# Two more cents on the Griz 453Z



## jbertelson

Grizzly keeps getting good reviews here, especially for support and service. Glad it got there in one piece, seems like that is an issue at times…...

Alaska Jim


----------



## Brad_Nailor

Nice looking machine! Helical cutter head?


----------



## alnandy

The cutterhead on the GO453Z is composed of about 70 small carbide squares, rather than 3 or 4 knives. It is called a helical cutterhead because the carbide inserts wrap around the cutting cylinder in helical fashion. This type of cutterhead is also called a Byrd or Shelix head, or other names. This cutting arrangement virtually eliminates chipout. I planed over 200 bd. ft. of curly maple on a planer with this type of cutterhead and had ZERO chip out, despite the fact that we were hogging the material off.


----------



## Dusty56

This is where I get torn between buying the DeWalt 2-speed portable planer for nearly $700 and a real planer such as this one for twice the money but it has the Helical head and also takes 2" wider boards or panels.
For now , finances dictate that I stay with my present machine . Congratulations on your new planer : )


----------



## alnandy

The Dewalt is a very good planer. For that matter, so was my 13" Delta (the 12 1/2" Delta is junk). Both machines will do a good job, even on curly woods, if you take a light cut.
I switched to the Grizzly, because I need to run hundreds of board feet, something the Dewalt and Delta machines aren't designed for. The have universal motors, not induction motors; which means the will run hot if used hour after hour, leading to burn out.
As for the helical head, for the extra $400, it was a no-brainer. You might also want to check and see if Dewalt offers a helical cutterhead for their 13" planer, they might. You still can't run hundreds of board feet through at a time, but, if you are an occasional user, this shouldn't matter.
The 13" "lunchbox" planers are real planers; I've had no problems using my Delta for 5 years. Don't upgrade to the Grizzly, unless you have a legitimate need to. I'm not much on bragging rights.

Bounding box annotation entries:
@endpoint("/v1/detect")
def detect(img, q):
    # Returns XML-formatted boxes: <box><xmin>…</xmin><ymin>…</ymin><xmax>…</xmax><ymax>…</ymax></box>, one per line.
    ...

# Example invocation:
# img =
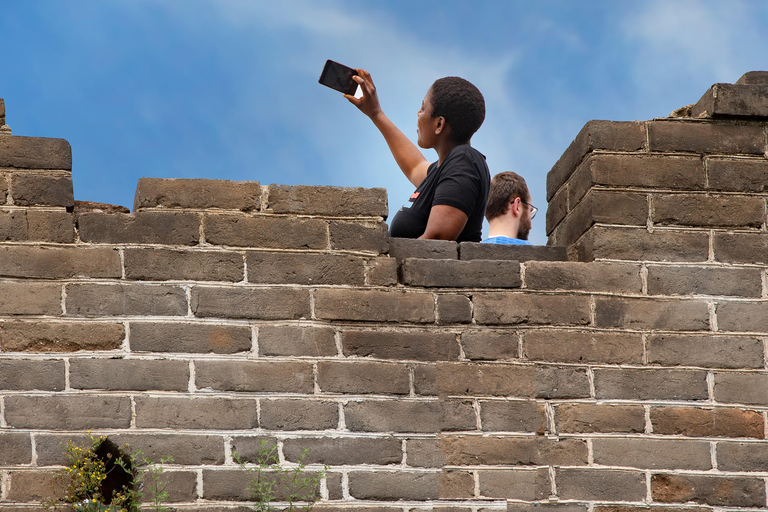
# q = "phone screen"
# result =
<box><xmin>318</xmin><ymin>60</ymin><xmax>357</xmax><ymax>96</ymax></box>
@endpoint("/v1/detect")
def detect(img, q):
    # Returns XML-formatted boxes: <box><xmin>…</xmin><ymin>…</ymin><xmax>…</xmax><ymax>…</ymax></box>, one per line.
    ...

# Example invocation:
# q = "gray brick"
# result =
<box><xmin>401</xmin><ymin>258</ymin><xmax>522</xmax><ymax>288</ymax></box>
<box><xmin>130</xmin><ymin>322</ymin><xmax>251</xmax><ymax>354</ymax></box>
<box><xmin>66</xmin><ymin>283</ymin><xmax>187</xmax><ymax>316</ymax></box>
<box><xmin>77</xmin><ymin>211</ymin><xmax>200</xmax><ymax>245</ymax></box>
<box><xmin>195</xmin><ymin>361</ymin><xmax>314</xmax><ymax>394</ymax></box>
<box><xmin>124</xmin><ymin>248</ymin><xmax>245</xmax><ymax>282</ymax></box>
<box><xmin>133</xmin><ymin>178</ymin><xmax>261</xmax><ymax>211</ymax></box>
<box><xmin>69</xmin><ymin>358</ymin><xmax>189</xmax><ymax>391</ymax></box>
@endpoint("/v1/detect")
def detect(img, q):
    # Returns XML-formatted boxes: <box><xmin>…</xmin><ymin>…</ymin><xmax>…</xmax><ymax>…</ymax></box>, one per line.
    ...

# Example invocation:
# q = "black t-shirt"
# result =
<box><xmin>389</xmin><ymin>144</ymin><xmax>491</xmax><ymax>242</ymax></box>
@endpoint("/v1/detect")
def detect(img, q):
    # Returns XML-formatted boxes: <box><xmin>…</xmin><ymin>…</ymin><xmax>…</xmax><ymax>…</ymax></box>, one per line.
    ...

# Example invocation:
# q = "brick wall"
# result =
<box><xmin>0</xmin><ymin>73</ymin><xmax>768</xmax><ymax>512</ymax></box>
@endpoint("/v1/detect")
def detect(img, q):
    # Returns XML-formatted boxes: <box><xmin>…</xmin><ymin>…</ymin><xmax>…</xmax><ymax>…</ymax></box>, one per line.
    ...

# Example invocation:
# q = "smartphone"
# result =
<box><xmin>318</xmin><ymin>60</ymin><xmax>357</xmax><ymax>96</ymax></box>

*WHAT TO DO*:
[a] Translate this sentence from the Grizzly planer thread into Spanish: "This cutting arrangement virtually eliminates chipout."
[b] Write the next reply in the Grizzly planer thread, following its final post.

*THE ANSWERS*:
[a] Esta disposición de corte elimina prácticamente el astillado.

[b]
----------



## Dusty56

Thanks and have a great day : )


----------



## markplusone

Alnandy, I have a 453Z and love the way it cleans up reclaimed lumber. Just needs a little more hitch in its getalong. The feed roller pressure is controlled by four 1"Dia. screws you access from the top of the machine. They take an allen wrench that was supplied by Grizzly with the machine (or one of your own). Im working pretty rough lumber so mine are tightened to where the tops of the screw are 1/16 above being flush with the top of the head. I also have my bed rollers at .020" too. It does create a big snipe but it reduces wear on the motor that can ill afford it. I think for smoother stock Grizzly recommends 0-.010" on the bed rollers. I had it like this and it made beautiful snipe free cuts. Just not good for rough lumber and hogging. (i have to take1/2"-5/8' OFF EACH BOARD!) After all the lumber Ive put through this thing, about 4-5 thousand linear ft., I just rotated the teeth for the first time. Didnt truly need it but thought it would help with the load on the motor. Alson I have found you need to clean that head with pitch and gum remover whenever you notice any buildup. Buy stock in papertowels. Youll need it. LOL.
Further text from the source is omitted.